*Source passage*
--- --- ---

Estelle Massey Osborne
Estelle Massey Osborne
First African-American woman to earn an MSN/Advocate for racial equality in nursing (1901-1981)

Osborne was the first African-American woman to earn an MSN - Master of Science in Nursing degree, using that degree as a launching pad for her mission to make sure that other African-American nurses have better access to higher education. Her efforts expanded the number of nursing schools accepting African-American students and resulted in the US Navy and Army lifting their race ban. In 1945, she became the first African-American faculty member at New York University.

Hazel Johnson Brown
Hazel Johnson-Brown
First African-American woman named chief of US Army Nurse Corps (1927-2011)
A graduate of the Harlem Hospital School of Nursing, she served as a nurse in the US Army in both Japan and Korea while earning two Army Nurse of the Year honors. She later became the first African-American woman to be named the chief of the US Army Nurse Corps, before being promoted to the rank of brigadier general, another first for an African-American woman. During her tenure as senior leader, she published the first Standards of Practice for the Army Nurse Corps and arranged the first Phyllis Verhonick Nursing Research Symposium to encourage nursing research and publication.
Betty Smith Williams
Betty Smith Williams
Founder of several Black nursing associations/First African-American professor in California (1929-Present)
Smith Williams has been a trailblazer throughout her storied career in nursing, becoming the first African-American nurse to graduate from Case Western Reserve University and later the first African-American to teach at the college level in California. She went on to found the Council of Black Nurses in Los Angeles, and helped establish the National Black Nurses Association (NBNA), and the National Coalition of Ethnic Minority Nurse Associations, Inc. (NCEMNA). Smith Williams has been a Dean of Nursing at multiple institutions in her more than 30-year career in higher education.
Lawrence Washington
Lawrence Washington
Pioneer for male nurses in Army Nurse Corps (1935-Present)
Washington was a pioneer for male nurses in the Army Nurse Corps, becoming the first male to receive regular commission. He would go on to become the first Army Nurse Corps officer promoted to the rank of colonel, before finishing a decorated military career in 1987. Washington also served the nursing community as an educator, serving as a clinical instructor and adjunct faculty member at several leading colleges.
Beverly Malone
Beverly Malone
CEO of the National League for Nursing/Two-time ANA President (1948-Present)
Malone has had a storied career as a nurse leader, including two terms as the American Nurses Association President and a current appointment as the CEO of the National League for Nursing. Named one of Modern Healthcare's Top 5 Influential People and a three-time selection for Modern Healthcare's Top 100 Influential People, she also served as deputy assistant secretary for health within the US Department of Health. Her influence was felt overseas as well, as she served as the general secretary of the Royal College of Nursing, the United Kingdom's largest professional union of nurses, and on several UK international delegations.
Earnest Grant
Ernest Grant
First Male President of ANA/Internationally renowned burn care expert (1958-Present)
Grant was the first male president of the American Nurses Association, serving two terms. A highly respected and distinguished burn outreach coordinator at UNC hospitals in Chapel Hill, he was presented with a Nurse of the Year Award by former President George H.W. Bush for his work treating burn victims from the World Trade Center site. In 2022, he was selected as one of Modern Healthcare’s 100 Most Influential People in Healthcare for the fourth time in his career.

--- --- ---

*Recorded information*
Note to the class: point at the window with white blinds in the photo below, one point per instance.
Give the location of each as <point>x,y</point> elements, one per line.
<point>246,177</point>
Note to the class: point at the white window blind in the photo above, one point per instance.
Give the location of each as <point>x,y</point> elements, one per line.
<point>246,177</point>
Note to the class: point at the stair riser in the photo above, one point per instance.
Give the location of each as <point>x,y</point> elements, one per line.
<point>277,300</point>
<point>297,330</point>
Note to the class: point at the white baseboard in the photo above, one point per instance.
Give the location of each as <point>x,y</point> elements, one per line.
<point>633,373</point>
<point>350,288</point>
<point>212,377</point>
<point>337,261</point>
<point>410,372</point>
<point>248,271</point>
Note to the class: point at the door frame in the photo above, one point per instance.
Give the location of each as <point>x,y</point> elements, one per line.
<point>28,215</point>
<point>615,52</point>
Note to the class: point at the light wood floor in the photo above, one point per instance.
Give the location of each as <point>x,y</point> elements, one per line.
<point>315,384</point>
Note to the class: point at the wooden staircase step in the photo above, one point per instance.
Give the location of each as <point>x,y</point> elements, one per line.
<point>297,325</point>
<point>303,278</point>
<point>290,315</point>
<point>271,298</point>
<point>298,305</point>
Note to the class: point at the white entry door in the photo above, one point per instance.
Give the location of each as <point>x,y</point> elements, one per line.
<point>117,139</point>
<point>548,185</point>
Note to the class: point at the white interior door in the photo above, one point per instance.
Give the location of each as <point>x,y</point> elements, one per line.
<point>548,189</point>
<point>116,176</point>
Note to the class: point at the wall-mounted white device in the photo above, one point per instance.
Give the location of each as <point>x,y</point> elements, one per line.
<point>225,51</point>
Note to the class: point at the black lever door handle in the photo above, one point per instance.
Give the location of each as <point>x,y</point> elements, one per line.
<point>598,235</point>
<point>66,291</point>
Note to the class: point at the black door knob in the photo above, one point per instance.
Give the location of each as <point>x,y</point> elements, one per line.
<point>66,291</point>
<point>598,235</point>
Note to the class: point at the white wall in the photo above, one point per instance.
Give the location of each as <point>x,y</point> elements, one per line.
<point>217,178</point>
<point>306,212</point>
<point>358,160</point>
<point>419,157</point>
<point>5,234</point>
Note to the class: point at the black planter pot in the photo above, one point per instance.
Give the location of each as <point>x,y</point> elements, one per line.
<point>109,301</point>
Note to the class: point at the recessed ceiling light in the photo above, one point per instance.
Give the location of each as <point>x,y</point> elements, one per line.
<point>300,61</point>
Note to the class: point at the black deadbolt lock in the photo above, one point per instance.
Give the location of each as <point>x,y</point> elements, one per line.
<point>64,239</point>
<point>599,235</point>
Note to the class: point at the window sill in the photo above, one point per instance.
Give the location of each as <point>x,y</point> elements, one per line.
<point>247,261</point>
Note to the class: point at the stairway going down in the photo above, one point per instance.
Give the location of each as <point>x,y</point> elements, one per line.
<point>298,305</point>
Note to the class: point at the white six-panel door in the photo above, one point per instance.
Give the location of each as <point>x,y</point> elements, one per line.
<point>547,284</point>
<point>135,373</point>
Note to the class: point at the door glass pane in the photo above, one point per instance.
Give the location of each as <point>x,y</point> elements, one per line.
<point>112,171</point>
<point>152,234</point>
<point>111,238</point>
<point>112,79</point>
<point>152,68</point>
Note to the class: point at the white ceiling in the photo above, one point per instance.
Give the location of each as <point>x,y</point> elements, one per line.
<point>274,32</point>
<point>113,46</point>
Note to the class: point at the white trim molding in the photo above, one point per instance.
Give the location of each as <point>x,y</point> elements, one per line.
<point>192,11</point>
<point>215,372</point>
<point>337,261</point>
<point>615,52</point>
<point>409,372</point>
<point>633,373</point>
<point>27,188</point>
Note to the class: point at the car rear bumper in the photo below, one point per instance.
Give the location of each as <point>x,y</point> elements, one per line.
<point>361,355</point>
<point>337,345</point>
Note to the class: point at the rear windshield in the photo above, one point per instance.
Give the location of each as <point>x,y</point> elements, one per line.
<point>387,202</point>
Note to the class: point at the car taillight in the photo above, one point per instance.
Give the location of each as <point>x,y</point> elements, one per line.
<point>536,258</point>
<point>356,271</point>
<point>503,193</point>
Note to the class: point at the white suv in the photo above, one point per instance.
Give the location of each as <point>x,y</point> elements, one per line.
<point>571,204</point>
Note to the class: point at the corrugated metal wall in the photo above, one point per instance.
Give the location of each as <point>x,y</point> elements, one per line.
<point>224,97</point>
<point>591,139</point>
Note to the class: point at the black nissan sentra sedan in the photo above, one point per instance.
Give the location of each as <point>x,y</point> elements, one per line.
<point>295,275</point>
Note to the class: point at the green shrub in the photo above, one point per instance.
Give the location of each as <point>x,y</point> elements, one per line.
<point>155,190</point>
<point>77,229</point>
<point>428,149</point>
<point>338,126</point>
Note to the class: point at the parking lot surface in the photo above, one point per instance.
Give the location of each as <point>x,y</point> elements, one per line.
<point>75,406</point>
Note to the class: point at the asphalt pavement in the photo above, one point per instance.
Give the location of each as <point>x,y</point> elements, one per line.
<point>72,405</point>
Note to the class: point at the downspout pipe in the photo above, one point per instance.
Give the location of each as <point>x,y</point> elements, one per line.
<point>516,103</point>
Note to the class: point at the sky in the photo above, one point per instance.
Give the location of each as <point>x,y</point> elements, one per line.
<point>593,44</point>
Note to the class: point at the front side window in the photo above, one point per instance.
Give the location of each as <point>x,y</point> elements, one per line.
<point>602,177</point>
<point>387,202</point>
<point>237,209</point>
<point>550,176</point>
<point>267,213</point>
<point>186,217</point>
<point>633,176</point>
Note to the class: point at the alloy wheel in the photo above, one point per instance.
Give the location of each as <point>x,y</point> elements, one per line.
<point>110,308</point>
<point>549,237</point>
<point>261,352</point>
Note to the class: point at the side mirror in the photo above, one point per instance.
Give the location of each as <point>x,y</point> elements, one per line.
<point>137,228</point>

--- --- ---

*Problem 1*
In the nursing pioneers profiles, what year did Estelle Massey Osborne become the first African-American faculty member at New York University?
*Problem 2*
Reproduce the nursing pioneers profiles verbatim from "Grant was the" to "in his career.".

*Worked solution 1*
1945

*Worked solution 2*
Grant was the first male president of the American Nurses Association, serving two terms. A highly respected and distinguished burn outreach coordinator at UNC hospitals in Chapel Hill, he was presented with a Nurse of the Year Award by former President George H.W. Bush for his work treating burn victims from the World Trade Center site. In 2022, he was selected as one of Modern Healthcare’s 100 Most Influential People in Healthcare for the fourth time in his career.